◆ **The problem**:
Without the pictures, restate all of the data below word for word.

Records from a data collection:
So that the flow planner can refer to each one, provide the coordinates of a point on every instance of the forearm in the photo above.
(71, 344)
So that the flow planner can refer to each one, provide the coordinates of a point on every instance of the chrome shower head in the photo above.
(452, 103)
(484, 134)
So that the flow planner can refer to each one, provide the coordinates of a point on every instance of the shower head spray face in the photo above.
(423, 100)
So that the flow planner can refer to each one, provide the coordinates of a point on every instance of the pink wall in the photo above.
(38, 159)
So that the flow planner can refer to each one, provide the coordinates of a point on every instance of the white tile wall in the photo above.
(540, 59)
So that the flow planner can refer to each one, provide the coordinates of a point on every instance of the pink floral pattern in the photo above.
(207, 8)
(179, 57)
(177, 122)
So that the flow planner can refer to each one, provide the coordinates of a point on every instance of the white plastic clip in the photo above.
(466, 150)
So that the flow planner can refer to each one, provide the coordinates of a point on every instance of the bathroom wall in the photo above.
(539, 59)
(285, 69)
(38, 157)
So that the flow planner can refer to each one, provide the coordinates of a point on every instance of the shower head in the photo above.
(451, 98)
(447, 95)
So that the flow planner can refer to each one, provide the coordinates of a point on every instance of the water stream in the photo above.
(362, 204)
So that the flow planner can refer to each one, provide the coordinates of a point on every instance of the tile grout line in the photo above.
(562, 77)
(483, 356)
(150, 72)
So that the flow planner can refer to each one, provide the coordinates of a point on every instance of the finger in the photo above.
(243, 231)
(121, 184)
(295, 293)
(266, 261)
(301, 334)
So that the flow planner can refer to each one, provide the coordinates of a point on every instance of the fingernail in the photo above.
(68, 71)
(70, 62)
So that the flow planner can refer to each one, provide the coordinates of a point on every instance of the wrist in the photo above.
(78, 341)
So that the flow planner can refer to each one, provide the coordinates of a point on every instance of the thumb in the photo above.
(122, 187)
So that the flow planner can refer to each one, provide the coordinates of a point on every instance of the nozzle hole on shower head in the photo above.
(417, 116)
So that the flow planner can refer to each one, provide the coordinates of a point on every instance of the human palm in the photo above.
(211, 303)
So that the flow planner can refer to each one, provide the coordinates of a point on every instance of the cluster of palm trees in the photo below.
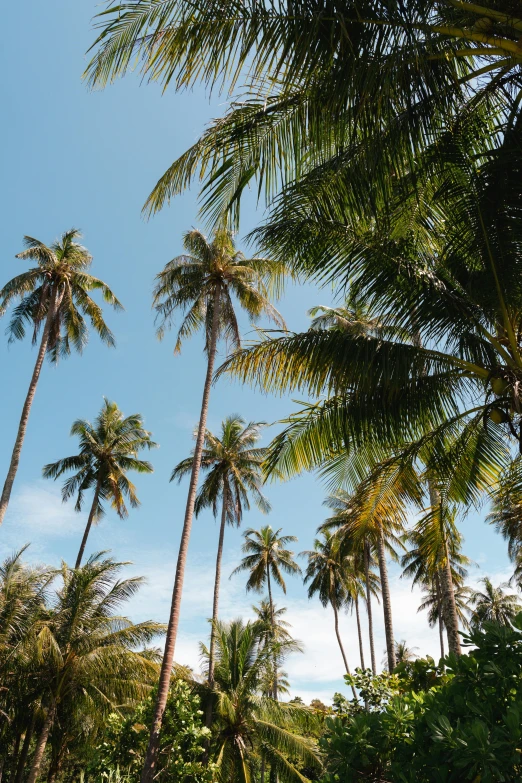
(387, 140)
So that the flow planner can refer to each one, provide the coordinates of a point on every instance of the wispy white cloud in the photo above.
(36, 511)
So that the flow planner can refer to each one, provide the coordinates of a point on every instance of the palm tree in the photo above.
(84, 653)
(54, 298)
(403, 653)
(493, 604)
(435, 561)
(248, 723)
(367, 89)
(201, 284)
(275, 680)
(359, 581)
(108, 449)
(233, 465)
(449, 398)
(23, 596)
(265, 558)
(371, 519)
(431, 601)
(325, 574)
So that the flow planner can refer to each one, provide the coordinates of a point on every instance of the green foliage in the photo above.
(426, 725)
(183, 739)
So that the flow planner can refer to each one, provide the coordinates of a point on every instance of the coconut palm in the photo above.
(23, 595)
(325, 575)
(436, 559)
(451, 396)
(233, 466)
(359, 581)
(54, 299)
(247, 722)
(431, 601)
(109, 448)
(202, 284)
(266, 557)
(372, 518)
(84, 653)
(275, 680)
(403, 653)
(366, 88)
(493, 604)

◆ **Response to the task**:
So that the flow planner can refer to each one, provide the coordinates of a point on every instance of the forearm in the photo above.
(71, 344)
So that the flow planner can refer to each one, provide the coordinates of a point on every instance of the chrome shower head in the photo above.
(452, 103)
(484, 134)
So that the flow planner can refer to each one, provide the coordinates of a point on every instance of the shower head spray face in the photo above.
(423, 100)
So that the flow planner can refer to each one, provide the coordinates of a point on every instance of the pink wall in the photo above.
(38, 159)
So that the flow planner can refer to each one, provide the coordinates of a point on every instance of the white tile wall in the photo above.
(540, 59)
So that the flow planner can refer to each one, provide the coordinates of a point on every instance of the pink floral pattern in the photo above.
(207, 8)
(179, 57)
(177, 122)
So that the flow planner can refer to each one, provide the coordinates of a point on every instance of the white plastic clip in the photo above.
(466, 150)
So that the flow planner can refer to each one, provide the coordinates of a point on every instance of the bathroom wall in the photo above.
(539, 59)
(285, 69)
(38, 157)
So that the flow planner can refer to each one, provide the coordinates of a point on every instance of the shower head in the photo above.
(451, 98)
(447, 95)
So that the flow planner can refer to each one, provide the coordinates of a point on every instance of the water stream in the photo above.
(362, 204)
So that the flow planner can refer to each one, provide the coordinates of a point on every instance of the tile grout line in the photo above.
(562, 77)
(483, 356)
(150, 72)
So that the flow planner can refer to each one, provide the coordinates of a point on every instance of the finger in the photo above.
(243, 231)
(121, 184)
(295, 293)
(266, 261)
(301, 334)
So that the flow planner can refer to each one, provide the coordinates of a point on every instance of the fingernail in the photo above.
(68, 71)
(70, 62)
So that the flow planner can refer to each one, provide the coordinates of a point on every instance of the wrist in the photo above.
(78, 341)
So that the flow planner can refer to each one, provide the coordinates of a point on every instance of the thumb in the photo above.
(122, 187)
So that the flow planner can refer to each one, provide the coordinates of a point on every instance of the nozzle hole on shower head in the photo above.
(417, 116)
So that the flow planner can refer to each one, provide the coordinates of a point on every instance of the human palm in the photo above.
(211, 303)
So that the flow planner can refer to each one, provide the coordinates of a point on every instance of the cluster of palm trees in the photo below.
(387, 140)
So that the flow planner can refer to each one, provide the coordinates of a point on every instance of the wispy white cloud in the photo above.
(36, 511)
So that the flow planner can refer to each one, provide the coordinates of a point on every instance of the palm tree in the photo above.
(84, 653)
(54, 298)
(403, 653)
(493, 604)
(435, 561)
(248, 723)
(367, 89)
(201, 284)
(275, 680)
(359, 581)
(108, 449)
(233, 465)
(449, 398)
(23, 596)
(265, 558)
(371, 519)
(431, 601)
(325, 574)
So that the flow planner can refer to each one, provide the coordinates of a point on every instance of the green foliage in the photo above.
(426, 725)
(183, 739)
So that the flow planner can refer to each one, provide the coordinates of a point on every instance of the coconut palm in the photo above.
(23, 595)
(325, 575)
(436, 559)
(451, 396)
(233, 466)
(359, 581)
(54, 299)
(247, 722)
(431, 601)
(109, 448)
(202, 284)
(266, 557)
(372, 518)
(84, 653)
(275, 680)
(403, 653)
(366, 88)
(493, 604)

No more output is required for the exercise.